[[ Data for this exercise, beginning ]]

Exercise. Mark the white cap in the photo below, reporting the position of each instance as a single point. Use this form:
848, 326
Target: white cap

[[ Data for this exercise, end ]]
[[ Data for this exercise, beginning ]]

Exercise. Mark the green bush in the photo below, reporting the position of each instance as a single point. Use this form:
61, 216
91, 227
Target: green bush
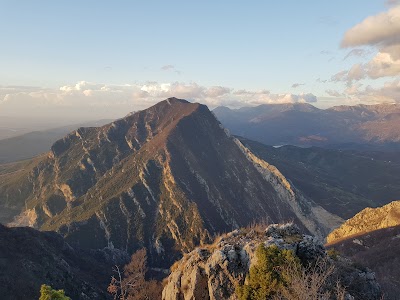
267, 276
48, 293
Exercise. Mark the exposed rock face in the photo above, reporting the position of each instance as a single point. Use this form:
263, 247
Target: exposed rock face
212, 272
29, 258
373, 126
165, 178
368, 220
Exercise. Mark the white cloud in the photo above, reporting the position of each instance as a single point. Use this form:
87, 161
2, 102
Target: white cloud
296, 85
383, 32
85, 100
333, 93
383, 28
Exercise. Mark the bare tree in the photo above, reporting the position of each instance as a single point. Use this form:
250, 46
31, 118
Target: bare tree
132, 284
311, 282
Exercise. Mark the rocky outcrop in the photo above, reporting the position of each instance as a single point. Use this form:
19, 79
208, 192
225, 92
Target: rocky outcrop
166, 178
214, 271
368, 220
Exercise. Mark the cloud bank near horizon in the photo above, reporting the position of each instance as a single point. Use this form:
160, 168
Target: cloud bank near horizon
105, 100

[[ Data for this exercise, end ]]

• Task brief
Copy the lines of the data above exactly as written, beginning with the line containing "Exercise. Mark the white cap" and ending with the line containing "Target: white cap", and leave out all other lines.

• Answer box
Exercise. Mark the white cap in the photo below, reporting the position of each instance as a single point. Use this form:
848, 326
Target: white cap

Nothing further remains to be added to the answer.